◆ **Given problem a**: Could you write out the records again, beginning at their first line and stopping after the line that contains "x=413 y=139", with "white plant pot" swapped for "ceramic plant pot" and everything else left unchanged?

__________

RemingtonThe 1997 movie L.A. Confidential, based on the novel of the same name by James Ellroy, boasts an outstanding cast.  It served as a huge platform for Guy Pearce and Russell Crowe, two relative newcomers.

Additionally, Kevin Spacey, Kim Basinger, Danny DeVito, James Cromwell, and David Straithairn brought Ellroy’s story to life.

L.A. Confidential also has a treat for fans of classic television.  Its setting of 1953 includes a tip of the hat to Dragnet, a popular show of the 1950s.  Kevin Spacey’s character, Detective Jack Vincennes, is the Technical Director on Badge of Honor.  Jack is a friend of the show’s star, Brett Chase, played by Matt McCoy.  Vincennes clearly enjoys the aura of celebrity.  In an early scene, he dances with a young woman who is enamored with Jack’s glamorous nexus to Brett Chase and the world of television.  Vincennes is, indeed, a Hollywood detective in every sense of the phrase.

Badge of Honor plays a highly significant role in the relationship between Pearce’s Detective Ed Exley, a novice, and Vincennes, a veteran.  When Exley designs a scheme to uncover dirty cops, he persuades his bosses to use the show business connection as leverage against Vincennes so he will testify against the bad apples in the department.  There’s nothing Vincennes enjoys more than the glory connected to his Badge of Honor job.  And Exley knows it.

__________

◆ **Given problem b**: In the passage about L.A. Confidential, on which show is Detective Jack Vincennes the Technical Director?

◆ **Entries shown**:
__________

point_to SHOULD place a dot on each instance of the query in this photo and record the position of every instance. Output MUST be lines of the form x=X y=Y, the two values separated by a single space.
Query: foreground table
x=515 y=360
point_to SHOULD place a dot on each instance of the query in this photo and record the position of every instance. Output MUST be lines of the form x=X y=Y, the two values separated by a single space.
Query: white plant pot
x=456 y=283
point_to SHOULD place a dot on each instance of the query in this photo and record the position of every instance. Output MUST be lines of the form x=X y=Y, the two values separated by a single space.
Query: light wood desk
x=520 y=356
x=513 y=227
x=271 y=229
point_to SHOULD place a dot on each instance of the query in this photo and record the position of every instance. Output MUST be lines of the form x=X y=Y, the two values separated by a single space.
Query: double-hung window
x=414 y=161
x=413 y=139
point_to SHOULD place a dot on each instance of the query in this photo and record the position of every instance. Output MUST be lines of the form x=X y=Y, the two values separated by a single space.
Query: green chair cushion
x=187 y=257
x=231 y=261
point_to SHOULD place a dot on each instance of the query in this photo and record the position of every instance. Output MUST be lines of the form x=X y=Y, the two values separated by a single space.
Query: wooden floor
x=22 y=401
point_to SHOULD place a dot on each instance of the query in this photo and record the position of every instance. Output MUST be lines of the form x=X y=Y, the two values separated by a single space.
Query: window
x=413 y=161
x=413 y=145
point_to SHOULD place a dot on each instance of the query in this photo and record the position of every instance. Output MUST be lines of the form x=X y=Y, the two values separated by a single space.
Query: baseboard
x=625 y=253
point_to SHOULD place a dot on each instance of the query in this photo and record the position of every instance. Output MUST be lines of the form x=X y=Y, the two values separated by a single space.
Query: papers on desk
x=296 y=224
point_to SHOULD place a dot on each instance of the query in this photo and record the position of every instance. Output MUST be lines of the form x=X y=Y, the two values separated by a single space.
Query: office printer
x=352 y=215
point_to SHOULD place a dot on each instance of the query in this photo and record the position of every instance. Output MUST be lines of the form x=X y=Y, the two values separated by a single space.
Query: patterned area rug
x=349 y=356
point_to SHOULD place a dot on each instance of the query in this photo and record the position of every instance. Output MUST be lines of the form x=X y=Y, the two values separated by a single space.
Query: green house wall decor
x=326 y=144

__________

◆ **Worked answer a**:
point_to SHOULD place a dot on each instance of the query in this photo and record the position of every instance. Output MUST be lines of the form x=X y=Y, the two values separated by a single space.
Query: foreground table
x=515 y=360
point_to SHOULD place a dot on each instance of the query in this photo and record the position of every instance. Output MUST be lines of the form x=X y=Y, the two values separated by a single space.
Query: ceramic plant pot
x=456 y=283
point_to SHOULD place a dot on each instance of the query in this photo and record the position of every instance. Output MUST be lines of the form x=X y=Y, the two values separated by a single space.
Query: light wood desk
x=520 y=356
x=513 y=227
x=271 y=229
point_to SHOULD place a dot on each instance of the query in this photo and record the position of every instance. Output MUST be lines of the form x=X y=Y, the two values separated by a single space.
Query: double-hung window
x=414 y=161
x=413 y=139

◆ **Worked answer b**: Badge of Honor